- _Problem requirements_: Copy out everything from the start of the data down to the line containing "39), (66, 46)]", including that line, without any changes.

- _Stored dataset items_:

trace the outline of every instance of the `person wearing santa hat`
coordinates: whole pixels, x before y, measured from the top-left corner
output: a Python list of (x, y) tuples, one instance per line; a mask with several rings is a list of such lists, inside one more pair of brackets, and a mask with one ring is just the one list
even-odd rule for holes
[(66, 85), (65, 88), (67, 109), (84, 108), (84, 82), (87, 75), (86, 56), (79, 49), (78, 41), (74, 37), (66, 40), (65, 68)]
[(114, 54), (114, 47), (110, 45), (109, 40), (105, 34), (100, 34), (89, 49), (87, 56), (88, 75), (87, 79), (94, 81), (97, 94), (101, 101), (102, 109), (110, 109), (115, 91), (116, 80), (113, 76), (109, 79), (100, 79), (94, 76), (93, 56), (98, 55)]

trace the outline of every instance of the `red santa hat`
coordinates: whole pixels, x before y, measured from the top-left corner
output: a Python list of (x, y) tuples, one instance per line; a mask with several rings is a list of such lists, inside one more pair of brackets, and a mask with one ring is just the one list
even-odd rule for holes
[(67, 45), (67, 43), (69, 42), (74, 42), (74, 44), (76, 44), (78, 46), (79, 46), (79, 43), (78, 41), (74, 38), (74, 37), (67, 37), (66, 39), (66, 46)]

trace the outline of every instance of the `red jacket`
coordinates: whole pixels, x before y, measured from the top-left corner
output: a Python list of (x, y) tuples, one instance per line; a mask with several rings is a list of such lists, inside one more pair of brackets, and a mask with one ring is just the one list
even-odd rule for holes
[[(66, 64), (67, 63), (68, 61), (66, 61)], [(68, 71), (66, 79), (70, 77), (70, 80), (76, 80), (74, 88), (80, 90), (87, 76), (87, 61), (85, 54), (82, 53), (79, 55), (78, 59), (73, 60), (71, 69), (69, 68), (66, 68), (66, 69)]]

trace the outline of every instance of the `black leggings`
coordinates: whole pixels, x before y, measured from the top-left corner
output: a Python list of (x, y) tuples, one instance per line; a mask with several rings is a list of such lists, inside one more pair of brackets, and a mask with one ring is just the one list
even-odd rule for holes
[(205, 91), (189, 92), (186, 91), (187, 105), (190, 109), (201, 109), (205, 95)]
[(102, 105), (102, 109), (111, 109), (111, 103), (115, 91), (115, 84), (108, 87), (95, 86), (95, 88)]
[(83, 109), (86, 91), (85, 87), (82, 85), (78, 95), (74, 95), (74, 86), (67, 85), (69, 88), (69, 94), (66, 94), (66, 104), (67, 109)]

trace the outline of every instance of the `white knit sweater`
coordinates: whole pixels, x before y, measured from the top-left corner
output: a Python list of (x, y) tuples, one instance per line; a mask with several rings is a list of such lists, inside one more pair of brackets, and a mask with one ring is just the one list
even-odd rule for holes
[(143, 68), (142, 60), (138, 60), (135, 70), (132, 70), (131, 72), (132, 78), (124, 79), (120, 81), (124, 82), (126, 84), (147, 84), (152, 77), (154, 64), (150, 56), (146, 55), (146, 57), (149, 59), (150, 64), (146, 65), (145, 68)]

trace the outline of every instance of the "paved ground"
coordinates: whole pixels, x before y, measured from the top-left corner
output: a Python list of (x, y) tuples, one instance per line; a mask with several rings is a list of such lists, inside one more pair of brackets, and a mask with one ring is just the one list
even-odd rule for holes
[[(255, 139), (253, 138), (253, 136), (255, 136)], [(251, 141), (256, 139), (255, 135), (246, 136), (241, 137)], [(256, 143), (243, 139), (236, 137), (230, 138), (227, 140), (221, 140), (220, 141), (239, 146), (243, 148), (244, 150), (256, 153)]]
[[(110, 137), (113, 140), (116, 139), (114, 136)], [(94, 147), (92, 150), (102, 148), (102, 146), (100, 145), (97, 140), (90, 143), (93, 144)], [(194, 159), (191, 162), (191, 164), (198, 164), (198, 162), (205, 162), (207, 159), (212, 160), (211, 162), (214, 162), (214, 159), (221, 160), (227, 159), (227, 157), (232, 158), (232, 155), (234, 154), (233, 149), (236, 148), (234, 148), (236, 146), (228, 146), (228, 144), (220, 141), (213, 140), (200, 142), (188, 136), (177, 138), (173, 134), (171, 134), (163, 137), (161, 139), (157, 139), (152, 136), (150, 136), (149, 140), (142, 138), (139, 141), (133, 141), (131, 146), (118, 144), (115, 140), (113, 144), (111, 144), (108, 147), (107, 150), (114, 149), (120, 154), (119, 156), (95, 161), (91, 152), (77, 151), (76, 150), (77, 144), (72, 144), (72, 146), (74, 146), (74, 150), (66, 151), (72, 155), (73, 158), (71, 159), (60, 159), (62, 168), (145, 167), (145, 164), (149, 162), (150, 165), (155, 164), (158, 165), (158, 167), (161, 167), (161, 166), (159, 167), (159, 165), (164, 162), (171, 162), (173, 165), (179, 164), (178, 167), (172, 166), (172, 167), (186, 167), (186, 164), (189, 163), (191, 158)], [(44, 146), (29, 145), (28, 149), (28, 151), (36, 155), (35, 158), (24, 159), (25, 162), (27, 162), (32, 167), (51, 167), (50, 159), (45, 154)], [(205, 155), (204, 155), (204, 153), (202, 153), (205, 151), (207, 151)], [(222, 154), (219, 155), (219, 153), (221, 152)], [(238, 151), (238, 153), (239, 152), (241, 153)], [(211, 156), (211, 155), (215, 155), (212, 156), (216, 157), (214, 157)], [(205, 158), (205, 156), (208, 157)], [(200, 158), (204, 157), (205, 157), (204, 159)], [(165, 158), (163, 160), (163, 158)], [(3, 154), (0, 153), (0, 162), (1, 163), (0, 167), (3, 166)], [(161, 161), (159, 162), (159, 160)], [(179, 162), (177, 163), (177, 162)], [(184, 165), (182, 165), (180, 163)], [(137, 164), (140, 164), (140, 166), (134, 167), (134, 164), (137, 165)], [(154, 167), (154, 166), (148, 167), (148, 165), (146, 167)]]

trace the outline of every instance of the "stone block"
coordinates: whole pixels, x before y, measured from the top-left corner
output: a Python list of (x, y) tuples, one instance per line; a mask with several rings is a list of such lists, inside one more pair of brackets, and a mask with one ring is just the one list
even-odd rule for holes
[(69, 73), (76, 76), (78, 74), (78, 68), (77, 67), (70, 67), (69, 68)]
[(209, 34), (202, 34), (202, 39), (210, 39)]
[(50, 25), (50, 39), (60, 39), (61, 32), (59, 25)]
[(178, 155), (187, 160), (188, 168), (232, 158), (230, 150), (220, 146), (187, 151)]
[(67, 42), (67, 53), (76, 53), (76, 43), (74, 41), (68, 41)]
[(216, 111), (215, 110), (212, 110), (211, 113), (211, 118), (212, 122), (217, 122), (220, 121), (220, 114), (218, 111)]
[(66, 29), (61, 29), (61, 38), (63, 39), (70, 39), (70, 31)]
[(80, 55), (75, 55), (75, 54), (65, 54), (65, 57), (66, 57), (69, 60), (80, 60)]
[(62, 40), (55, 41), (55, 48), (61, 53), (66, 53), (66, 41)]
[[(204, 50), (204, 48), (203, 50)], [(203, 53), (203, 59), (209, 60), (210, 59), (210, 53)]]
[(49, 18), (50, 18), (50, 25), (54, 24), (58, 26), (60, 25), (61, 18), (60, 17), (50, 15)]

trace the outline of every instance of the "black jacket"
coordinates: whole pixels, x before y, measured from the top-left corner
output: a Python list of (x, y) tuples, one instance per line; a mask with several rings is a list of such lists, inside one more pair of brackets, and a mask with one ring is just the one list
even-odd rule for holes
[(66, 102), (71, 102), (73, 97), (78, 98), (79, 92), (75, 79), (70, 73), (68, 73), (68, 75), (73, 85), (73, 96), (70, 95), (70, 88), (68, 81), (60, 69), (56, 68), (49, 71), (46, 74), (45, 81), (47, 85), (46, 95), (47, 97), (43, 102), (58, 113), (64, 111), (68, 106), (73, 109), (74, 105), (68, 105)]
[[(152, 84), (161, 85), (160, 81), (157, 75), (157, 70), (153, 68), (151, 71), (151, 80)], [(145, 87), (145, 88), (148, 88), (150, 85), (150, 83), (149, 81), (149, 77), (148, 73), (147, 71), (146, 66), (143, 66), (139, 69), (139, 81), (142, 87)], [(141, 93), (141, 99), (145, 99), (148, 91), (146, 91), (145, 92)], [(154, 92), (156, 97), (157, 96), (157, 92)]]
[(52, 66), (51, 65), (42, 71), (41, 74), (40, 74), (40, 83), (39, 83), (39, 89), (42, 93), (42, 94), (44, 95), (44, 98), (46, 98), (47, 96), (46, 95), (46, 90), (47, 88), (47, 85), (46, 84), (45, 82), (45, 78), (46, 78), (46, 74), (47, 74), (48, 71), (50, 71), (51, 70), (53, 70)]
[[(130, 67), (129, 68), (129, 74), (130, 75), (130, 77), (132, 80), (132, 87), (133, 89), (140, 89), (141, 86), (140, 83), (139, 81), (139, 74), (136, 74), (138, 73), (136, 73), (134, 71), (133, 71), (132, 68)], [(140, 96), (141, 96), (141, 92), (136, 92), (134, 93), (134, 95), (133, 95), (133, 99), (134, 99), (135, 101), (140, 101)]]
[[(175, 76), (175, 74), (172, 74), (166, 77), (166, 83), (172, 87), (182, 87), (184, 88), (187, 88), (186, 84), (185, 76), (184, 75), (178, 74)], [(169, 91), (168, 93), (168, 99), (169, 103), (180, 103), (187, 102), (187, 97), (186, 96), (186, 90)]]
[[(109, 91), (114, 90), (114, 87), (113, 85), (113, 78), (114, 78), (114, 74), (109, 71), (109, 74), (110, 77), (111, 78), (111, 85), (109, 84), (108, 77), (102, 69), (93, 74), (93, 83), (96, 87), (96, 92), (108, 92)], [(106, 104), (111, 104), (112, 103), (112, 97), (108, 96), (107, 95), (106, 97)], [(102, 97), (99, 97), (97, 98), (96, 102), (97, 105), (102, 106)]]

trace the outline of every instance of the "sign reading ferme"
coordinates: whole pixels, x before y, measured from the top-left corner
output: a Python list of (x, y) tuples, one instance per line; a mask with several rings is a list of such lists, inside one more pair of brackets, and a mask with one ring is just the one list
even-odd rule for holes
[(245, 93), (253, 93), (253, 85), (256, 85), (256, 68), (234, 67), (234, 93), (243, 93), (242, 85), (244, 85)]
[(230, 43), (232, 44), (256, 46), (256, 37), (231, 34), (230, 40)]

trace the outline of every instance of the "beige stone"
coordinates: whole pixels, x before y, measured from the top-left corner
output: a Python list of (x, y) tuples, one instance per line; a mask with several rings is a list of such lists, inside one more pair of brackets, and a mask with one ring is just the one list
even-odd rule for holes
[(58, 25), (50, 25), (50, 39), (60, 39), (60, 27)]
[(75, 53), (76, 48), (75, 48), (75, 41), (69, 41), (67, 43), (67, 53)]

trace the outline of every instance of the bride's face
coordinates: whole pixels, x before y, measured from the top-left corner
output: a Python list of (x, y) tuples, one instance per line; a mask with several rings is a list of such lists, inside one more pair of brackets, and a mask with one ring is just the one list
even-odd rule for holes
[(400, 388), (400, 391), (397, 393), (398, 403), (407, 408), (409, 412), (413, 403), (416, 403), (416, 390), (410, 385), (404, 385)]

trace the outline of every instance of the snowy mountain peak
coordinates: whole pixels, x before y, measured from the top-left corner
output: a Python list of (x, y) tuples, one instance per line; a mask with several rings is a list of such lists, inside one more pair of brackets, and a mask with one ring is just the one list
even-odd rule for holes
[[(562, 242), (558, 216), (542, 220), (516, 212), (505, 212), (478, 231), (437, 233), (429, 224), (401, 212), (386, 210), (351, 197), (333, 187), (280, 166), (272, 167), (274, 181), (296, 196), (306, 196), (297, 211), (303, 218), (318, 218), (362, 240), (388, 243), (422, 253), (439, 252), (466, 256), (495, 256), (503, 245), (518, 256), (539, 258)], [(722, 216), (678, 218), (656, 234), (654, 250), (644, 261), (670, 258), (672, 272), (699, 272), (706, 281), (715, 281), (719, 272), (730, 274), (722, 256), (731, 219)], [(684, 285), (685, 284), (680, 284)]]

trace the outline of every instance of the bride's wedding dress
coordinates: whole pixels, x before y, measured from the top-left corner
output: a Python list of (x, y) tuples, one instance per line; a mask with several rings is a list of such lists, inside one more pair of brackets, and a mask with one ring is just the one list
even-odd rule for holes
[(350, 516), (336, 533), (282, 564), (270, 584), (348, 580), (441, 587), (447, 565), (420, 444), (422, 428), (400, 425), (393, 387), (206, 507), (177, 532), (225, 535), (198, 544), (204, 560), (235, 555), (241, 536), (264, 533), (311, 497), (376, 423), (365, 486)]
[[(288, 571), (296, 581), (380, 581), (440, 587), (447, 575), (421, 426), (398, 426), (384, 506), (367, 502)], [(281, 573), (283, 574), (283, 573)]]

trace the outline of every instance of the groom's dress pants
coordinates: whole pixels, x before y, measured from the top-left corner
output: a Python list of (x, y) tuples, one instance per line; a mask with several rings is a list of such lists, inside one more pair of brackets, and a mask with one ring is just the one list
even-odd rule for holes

- _Output of the exercise_:
trace the outline of every instance of the `person wearing santa hat`
coordinates: whole pixels, x before y, measured from the top-left corner
output: a Python list of (x, y) tuples, one instance per line; a mask with several rings is a list of such lists, inside one more pair of brackets, and a mask with one ring is just the one list
even-odd rule for holes
[(66, 85), (65, 88), (67, 109), (84, 108), (84, 82), (87, 75), (86, 56), (79, 49), (78, 41), (74, 37), (66, 40), (65, 68)]
[(114, 54), (114, 47), (110, 45), (109, 40), (105, 34), (100, 34), (89, 49), (87, 56), (88, 75), (87, 79), (94, 81), (97, 94), (101, 101), (102, 109), (110, 109), (115, 91), (116, 80), (113, 76), (109, 79), (100, 79), (94, 76), (93, 56), (98, 55)]

trace the outline of every instance of the `red santa hat`
coordinates: whole pixels, x before y, measured from the top-left corner
output: a Python list of (x, y) tuples, one instance per line; a mask with several rings is a list of such lists, inside one more pair of brackets, and a mask with one ring is just the one list
even-odd rule for holes
[(67, 45), (67, 43), (69, 42), (74, 42), (74, 44), (76, 44), (78, 46), (79, 46), (79, 43), (78, 41), (74, 38), (74, 37), (67, 37), (66, 39), (66, 46)]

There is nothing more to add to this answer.